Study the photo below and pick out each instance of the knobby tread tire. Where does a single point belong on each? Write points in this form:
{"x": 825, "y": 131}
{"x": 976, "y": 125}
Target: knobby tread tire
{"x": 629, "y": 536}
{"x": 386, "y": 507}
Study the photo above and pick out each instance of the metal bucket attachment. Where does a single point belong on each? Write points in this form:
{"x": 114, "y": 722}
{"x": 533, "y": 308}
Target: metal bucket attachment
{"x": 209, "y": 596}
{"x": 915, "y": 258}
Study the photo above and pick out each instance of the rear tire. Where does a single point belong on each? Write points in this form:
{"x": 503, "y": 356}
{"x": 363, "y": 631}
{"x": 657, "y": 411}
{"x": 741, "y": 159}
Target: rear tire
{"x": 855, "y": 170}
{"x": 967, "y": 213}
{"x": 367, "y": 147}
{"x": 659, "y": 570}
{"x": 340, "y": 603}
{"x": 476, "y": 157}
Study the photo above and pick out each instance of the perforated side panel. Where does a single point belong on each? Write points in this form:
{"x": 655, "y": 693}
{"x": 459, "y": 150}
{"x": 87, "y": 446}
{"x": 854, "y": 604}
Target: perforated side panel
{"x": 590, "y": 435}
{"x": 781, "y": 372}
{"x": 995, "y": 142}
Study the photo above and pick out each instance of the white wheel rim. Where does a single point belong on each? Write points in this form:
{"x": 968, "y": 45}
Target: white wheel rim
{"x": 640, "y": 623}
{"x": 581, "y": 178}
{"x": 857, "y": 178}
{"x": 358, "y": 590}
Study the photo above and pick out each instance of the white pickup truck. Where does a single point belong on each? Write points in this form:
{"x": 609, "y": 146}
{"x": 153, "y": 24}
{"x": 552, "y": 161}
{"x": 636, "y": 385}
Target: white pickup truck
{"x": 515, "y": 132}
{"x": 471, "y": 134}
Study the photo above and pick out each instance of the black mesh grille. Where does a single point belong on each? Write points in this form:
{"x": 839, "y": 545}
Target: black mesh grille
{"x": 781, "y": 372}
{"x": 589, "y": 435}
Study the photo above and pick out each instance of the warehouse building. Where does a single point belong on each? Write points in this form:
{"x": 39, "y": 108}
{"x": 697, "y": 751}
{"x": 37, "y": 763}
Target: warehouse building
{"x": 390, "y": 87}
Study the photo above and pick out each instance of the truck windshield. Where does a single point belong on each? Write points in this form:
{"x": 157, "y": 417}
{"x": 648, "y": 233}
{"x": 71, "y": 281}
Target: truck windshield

======

Action item - Which lines above run from the one containing "the white wheel" down to the one containing "of the black"? Repeat exactly those, both ends included, and nothing else.

Solved exercise -
Study the photo above and pick out each instance of the white wheel rim. Where does a single point belong on each? Write points in this form:
{"x": 968, "y": 45}
Target: white wheel rim
{"x": 640, "y": 623}
{"x": 581, "y": 178}
{"x": 857, "y": 178}
{"x": 358, "y": 590}
Study the photo above and pick out each instance of the white pickup truck. Where does a single point belong on each? Write points in this form:
{"x": 609, "y": 146}
{"x": 153, "y": 24}
{"x": 552, "y": 161}
{"x": 636, "y": 385}
Target: white pickup truck
{"x": 515, "y": 132}
{"x": 471, "y": 134}
Study the photo above and pick out each instance of the black mesh grille. Where does a single point belong on each? Write points in this form:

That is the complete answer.